• [本文]:
.....
呆冗記
呆冗記 人生に有益なことは何一つ書かず、どーでもいいことばかり書いてあるぺえじ。


道東古本買い出し紀行 3
〜座礁はもっと嫌いだ〜

 16 DDAY+1 AM8:30 古潭探訪

 さて、翌朝6:30、我々は更なる旅のために出発したのである。目指すは阿寒湖、屈斜路湖。すなわち、前回の旅行で効果不十分だった部分を完璧にこなさなければならない。
 まずは阿寒湖。アイヌコタンに車を停めて湖を見に行く。朝も早いというのにきっちり観光船が動いているのは流石GW。それはともかく、ぼーっと湖を見てこれで一つ取りこぼしGETである。
 で、アイヌコタンのセルフサービスの喫茶店で、『しばれ薯腐敗ダンゴ』(著作権は冴速さんに帰属する)のセット(昆布茶付き)を食べる。
 「いいんですか? こんな表現」
 「だって、発酵も腐敗も同じことなんだわ」
 「そうそう、人間に役立つのが発酵。役立たないのが腐敗ニャ」
 「食べても死なないのが発酵、死ぬのが腐敗とも言うよね」
 喫茶店の店先で交わす会話ではない。
 ああ、捨てたはずの常人の見栄が疼く。
 「よく言うニャ。なんだ酸っぱくないじゃないかって言ったのは誰ニャ」
 「だって、砂糖が効いて甘いんだぞ、T」
 「本当に発酵して酸っぱかったら一般受けしないんだわ」
 結局、似たもの同士である。
 そして・・・。Kさんがやおらペンを取り出すとナプキンに何か書き始められた。
 「どうしたんです?」
 「いやね、このセット、絶対に梅昆布茶の方が合うと思うから、そう返すナプキンに書いておこうかと思って」
 「確かに、梅昆布茶の方が合いますね」
 同様にナプキンに書き始める私。
 「これで、変な客として1週間はこの店に話題を提供するんだわ」
 それはともかく、我々の助言は聞き入れられるのか? また来なくてはならない。

17 DDAY+1 AM10:30 氷菓再訪

 車は快調に走り続ける。次の目的地は屈斜路湖である。屈斜路湖で『摩周湖ソフトクリーム』を食すのだ。
.....
• [指示 1]:
本文で、Kさんはこのセットにはどのお茶の方が合うとナプキンに書こうとしたか。
• [指示 2]:
下の記録をすべて書き直すこと。「indicate」を「mark」に置き換え、ほかは一切変えない。
.....
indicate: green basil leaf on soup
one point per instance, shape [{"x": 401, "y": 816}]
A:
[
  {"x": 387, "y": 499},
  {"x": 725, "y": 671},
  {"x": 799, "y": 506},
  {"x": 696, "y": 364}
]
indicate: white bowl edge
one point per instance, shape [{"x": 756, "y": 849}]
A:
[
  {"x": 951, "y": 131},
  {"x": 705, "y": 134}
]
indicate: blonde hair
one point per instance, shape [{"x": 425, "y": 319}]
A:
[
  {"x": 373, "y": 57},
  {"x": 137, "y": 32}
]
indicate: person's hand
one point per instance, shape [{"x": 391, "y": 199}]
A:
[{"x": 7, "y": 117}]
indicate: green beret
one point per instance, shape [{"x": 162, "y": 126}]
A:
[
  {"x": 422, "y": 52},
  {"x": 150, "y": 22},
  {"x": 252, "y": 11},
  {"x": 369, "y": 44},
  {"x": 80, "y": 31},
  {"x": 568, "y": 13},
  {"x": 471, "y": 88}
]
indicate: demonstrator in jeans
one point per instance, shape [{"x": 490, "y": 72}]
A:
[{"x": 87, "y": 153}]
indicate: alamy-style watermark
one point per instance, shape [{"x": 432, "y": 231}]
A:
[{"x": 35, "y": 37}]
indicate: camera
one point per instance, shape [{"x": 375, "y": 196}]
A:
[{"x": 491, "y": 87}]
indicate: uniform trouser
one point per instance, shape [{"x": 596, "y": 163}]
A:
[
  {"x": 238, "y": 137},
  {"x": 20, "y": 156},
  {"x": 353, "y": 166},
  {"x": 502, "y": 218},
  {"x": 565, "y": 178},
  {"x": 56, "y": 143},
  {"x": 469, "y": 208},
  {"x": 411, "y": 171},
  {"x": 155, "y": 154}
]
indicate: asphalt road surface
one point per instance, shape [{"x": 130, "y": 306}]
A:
.....
• [出力 1]:
梅昆布茶の方が合うと書こうとした。

• [出力 2]:
mark: green basil leaf on soup
one point per instance, shape [{"x": 401, "y": 816}]
A:
[
  {"x": 387, "y": 499},
  {"x": 725, "y": 671},
  {"x": 799, "y": 506},
  {"x": 696, "y": 364}
]
mark: white bowl edge
one point per instance, shape [{"x": 756, "y": 849}]
A:
[
  {"x": 951, "y": 131},
  {"x": 705, "y": 134}
]
mark: blonde hair
one point per instance, shape [{"x": 425, "y": 319}]
A:
[
  {"x": 373, "y": 57},
  {"x": 137, "y": 32}
]
mark: person's hand
one point per instance, shape [{"x": 391, "y": 199}]
A:
[{"x": 7, "y": 117}]
mark: green beret
one point per instance, shape [{"x": 162, "y": 126}]
A:
[
  {"x": 422, "y": 52},
  {"x": 150, "y": 22},
  {"x": 252, "y": 11},
  {"x": 369, "y": 44},
  {"x": 80, "y": 31},
  {"x": 568, "y": 13},
  {"x": 471, "y": 88}
]
mark: demonstrator in jeans
one point per instance, shape [{"x": 490, "y": 72}]
A:
[{"x": 87, "y": 153}]
mark: alamy-style watermark
one point per instance, shape [{"x": 432, "y": 231}]
A:
[{"x": 35, "y": 37}]
mark: camera
one point per instance, shape [{"x": 375, "y": 196}]
A:
[{"x": 491, "y": 87}]
mark: uniform trouser
one point per instance, shape [{"x": 596, "y": 163}]
A:
[
  {"x": 238, "y": 137},
  {"x": 20, "y": 156},
  {"x": 353, "y": 166},
  {"x": 502, "y": 218},
  {"x": 565, "y": 178},
  {"x": 56, "y": 143},
  {"x": 469, "y": 208},
  {"x": 411, "y": 171},
  {"x": 155, "y": 154}
]
mark: asphalt road surface
one point per instance, shape [{"x": 130, "y": 306}]
A:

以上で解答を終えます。